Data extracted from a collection
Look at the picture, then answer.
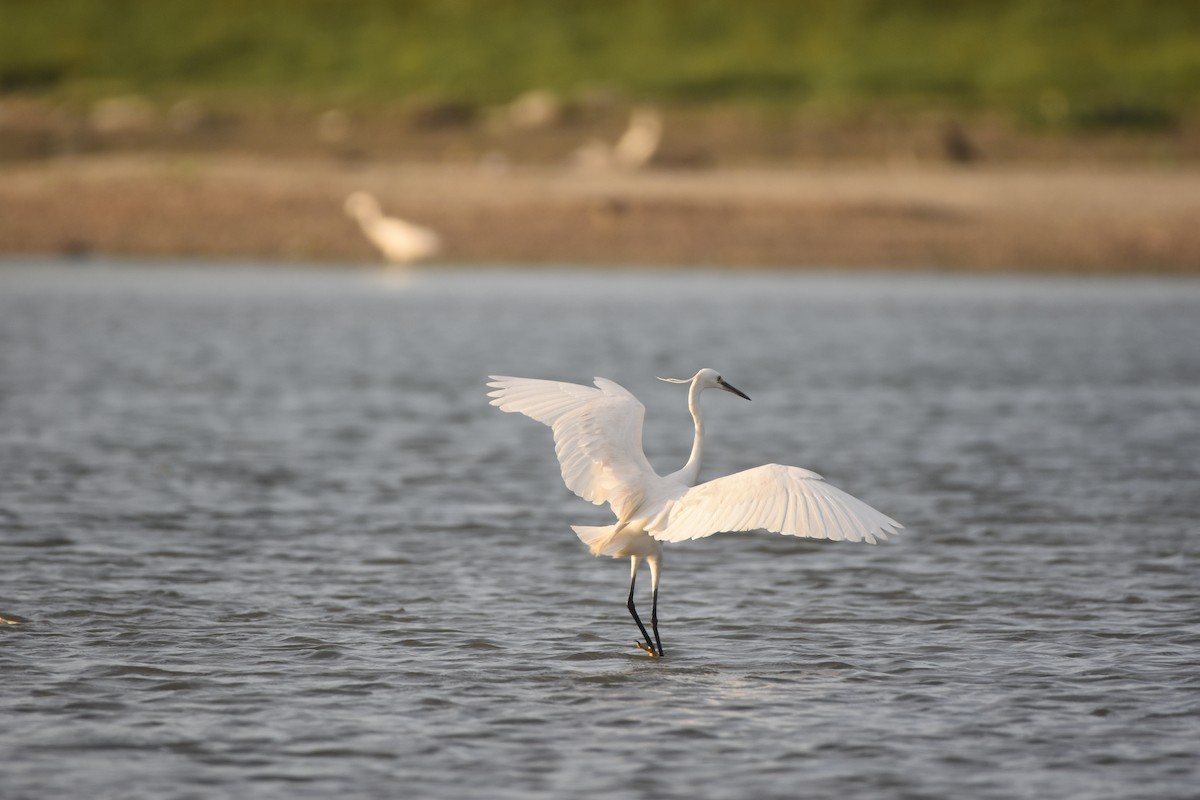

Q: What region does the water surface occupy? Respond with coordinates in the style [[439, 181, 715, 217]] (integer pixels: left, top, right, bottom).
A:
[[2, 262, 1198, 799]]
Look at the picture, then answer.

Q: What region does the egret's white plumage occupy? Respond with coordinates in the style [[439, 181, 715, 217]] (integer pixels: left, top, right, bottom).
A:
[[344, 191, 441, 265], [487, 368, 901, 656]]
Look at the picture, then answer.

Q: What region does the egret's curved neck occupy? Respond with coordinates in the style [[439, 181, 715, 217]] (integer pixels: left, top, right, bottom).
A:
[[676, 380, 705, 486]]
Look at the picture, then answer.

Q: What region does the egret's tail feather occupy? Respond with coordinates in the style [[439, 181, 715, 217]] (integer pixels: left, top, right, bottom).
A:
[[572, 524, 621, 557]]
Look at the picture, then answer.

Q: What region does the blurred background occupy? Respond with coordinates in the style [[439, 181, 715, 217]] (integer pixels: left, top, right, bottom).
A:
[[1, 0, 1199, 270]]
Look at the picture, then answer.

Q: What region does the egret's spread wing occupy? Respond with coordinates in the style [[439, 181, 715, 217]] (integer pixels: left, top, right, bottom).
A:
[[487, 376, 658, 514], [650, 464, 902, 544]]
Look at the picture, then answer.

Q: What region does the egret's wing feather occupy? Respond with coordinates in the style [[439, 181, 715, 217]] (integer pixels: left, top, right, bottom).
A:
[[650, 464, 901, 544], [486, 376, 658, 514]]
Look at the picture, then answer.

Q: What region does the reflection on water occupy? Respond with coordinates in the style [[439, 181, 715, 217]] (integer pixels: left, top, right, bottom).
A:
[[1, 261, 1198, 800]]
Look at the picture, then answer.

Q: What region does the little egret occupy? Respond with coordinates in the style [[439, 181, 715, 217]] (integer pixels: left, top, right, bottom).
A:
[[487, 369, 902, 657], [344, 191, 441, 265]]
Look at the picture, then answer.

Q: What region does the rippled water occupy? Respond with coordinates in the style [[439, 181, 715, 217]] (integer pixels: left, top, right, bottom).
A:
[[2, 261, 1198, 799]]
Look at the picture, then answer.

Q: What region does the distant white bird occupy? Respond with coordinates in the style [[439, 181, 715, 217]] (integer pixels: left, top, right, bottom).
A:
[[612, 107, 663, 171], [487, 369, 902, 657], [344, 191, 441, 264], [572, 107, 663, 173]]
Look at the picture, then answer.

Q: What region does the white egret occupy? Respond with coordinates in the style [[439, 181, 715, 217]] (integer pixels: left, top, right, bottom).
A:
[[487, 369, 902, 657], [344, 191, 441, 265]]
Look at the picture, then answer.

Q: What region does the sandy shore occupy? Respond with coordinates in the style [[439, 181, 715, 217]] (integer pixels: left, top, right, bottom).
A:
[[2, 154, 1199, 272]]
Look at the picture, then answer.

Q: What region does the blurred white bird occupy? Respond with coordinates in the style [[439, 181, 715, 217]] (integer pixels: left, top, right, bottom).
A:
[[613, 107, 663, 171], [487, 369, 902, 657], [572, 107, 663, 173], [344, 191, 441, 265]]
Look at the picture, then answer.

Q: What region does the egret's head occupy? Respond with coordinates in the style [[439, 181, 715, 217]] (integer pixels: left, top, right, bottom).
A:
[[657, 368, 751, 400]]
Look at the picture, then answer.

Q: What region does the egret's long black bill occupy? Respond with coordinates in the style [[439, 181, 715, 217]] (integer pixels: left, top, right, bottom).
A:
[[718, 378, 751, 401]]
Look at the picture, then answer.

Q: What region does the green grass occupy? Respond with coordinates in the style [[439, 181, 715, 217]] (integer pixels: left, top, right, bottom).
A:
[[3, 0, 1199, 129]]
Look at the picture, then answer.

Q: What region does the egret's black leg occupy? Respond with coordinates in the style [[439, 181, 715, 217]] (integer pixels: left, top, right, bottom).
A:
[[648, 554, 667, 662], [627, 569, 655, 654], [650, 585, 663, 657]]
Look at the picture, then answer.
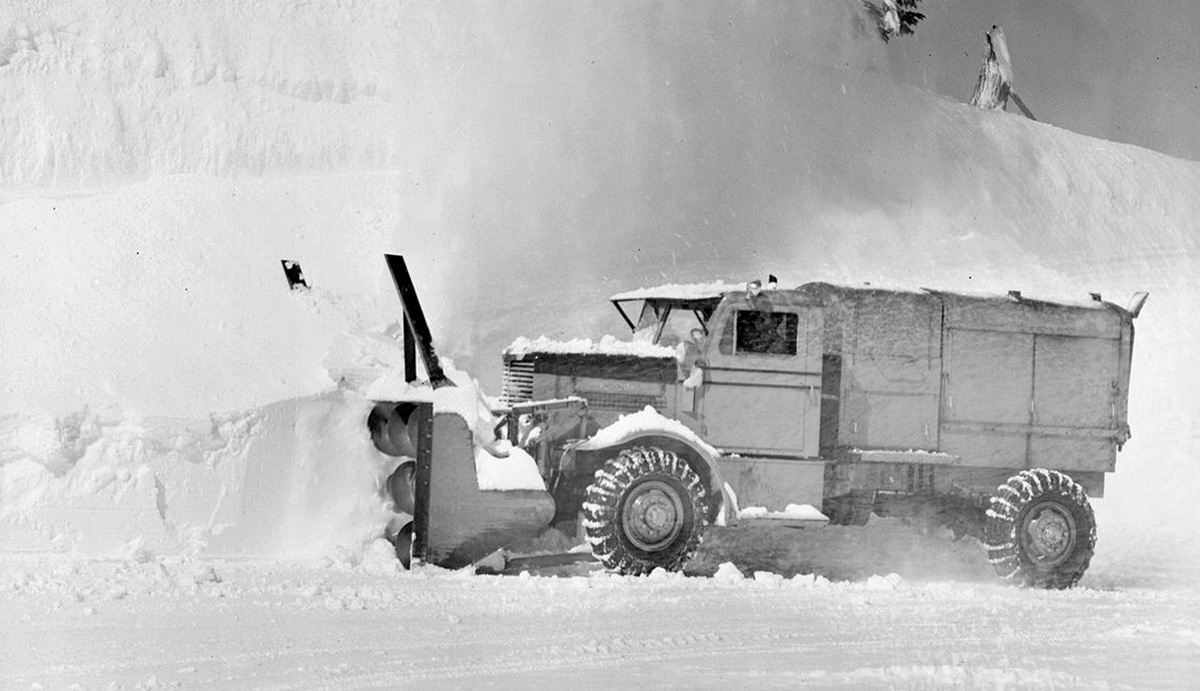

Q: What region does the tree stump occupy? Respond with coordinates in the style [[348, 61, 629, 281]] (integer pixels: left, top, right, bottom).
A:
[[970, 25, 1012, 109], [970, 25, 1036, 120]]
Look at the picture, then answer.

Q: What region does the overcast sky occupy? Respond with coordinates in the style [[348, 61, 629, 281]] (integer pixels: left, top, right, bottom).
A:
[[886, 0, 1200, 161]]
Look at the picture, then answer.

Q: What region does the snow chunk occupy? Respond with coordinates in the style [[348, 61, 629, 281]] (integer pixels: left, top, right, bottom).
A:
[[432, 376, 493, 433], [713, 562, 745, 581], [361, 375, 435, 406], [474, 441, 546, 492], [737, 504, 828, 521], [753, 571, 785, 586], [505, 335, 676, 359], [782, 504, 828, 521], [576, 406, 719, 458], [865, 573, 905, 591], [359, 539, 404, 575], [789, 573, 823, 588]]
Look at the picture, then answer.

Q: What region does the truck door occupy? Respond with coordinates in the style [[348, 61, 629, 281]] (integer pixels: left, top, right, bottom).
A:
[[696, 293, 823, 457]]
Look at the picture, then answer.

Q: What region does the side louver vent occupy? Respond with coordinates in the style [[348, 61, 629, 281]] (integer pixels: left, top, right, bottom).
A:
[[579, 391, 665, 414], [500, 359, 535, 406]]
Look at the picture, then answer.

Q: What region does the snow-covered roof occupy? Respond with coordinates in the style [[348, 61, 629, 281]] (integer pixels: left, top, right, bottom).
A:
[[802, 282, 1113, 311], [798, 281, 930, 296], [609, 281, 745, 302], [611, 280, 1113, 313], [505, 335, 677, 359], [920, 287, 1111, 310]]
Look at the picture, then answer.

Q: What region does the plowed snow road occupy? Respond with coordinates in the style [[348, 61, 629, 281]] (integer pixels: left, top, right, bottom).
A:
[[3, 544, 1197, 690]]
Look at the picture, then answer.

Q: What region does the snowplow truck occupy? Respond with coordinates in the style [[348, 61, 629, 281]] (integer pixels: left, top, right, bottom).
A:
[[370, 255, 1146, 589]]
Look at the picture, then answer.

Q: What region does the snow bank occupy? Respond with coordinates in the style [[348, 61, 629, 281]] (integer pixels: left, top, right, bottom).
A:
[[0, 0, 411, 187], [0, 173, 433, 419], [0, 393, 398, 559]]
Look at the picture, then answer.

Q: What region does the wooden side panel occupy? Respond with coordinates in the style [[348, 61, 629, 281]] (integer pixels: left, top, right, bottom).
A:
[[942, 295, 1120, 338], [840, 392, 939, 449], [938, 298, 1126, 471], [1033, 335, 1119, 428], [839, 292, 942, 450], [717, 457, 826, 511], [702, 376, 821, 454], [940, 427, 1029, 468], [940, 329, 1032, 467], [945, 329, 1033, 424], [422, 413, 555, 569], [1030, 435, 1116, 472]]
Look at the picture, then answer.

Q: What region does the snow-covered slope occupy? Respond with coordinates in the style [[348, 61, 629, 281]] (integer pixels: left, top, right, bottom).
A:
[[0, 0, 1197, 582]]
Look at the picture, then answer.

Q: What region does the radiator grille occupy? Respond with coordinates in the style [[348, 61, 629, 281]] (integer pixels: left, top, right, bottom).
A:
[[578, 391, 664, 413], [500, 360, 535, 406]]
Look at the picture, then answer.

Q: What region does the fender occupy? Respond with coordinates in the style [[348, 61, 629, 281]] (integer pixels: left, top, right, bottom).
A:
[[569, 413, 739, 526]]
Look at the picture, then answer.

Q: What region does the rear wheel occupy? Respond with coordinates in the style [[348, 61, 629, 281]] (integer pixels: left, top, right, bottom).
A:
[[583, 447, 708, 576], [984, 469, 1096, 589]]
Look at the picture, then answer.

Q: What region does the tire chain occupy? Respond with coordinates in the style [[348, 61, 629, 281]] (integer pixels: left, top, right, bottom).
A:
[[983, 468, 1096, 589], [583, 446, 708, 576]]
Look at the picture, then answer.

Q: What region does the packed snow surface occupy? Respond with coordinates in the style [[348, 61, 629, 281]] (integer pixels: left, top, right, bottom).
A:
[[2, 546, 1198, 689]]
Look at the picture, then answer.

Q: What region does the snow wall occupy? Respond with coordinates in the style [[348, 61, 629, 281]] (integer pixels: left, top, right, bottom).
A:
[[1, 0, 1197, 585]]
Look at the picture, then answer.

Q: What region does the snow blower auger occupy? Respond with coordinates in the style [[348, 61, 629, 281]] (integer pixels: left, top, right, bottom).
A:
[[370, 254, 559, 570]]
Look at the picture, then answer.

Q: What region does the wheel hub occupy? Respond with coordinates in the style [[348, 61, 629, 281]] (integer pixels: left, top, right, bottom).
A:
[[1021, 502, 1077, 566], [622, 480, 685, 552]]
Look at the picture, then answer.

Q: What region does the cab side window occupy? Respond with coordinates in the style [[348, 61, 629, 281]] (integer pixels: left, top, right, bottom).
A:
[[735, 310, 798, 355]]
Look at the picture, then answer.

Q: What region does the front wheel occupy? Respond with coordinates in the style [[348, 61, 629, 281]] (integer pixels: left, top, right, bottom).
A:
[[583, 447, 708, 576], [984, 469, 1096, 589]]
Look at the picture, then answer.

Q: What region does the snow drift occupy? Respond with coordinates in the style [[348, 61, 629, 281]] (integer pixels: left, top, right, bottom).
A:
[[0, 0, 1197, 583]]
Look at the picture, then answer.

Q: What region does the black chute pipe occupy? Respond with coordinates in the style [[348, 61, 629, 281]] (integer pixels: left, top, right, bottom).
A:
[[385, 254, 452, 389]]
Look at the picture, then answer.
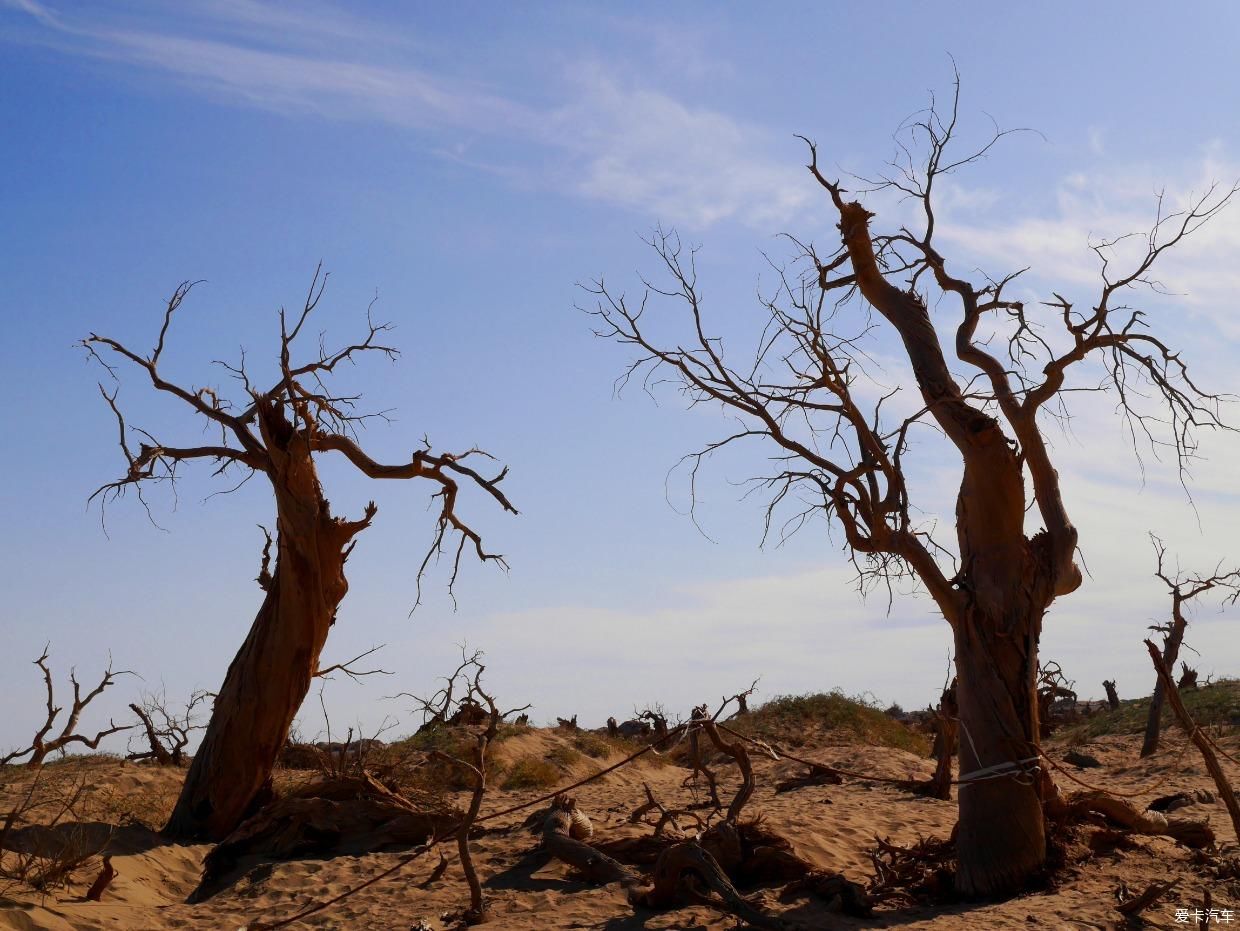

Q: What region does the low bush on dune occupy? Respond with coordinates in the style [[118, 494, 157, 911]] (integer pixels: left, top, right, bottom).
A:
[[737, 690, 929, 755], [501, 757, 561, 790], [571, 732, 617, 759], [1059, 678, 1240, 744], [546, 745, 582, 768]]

REQUIRED WORK>
Filter the lines above, keeping and copying those that contain "truck".

COMPLETED EXERCISE>
Q: What region does the truck door occupy? Respond with coordinates in the style [[348, 61, 629, 281]] (integer pixels: left, top, right, bottom).
Q: What region does the snowplow truck occupy? Respond with coordinates in the style [[348, 61, 629, 281]] (integer pixels: left, top, right, bottom).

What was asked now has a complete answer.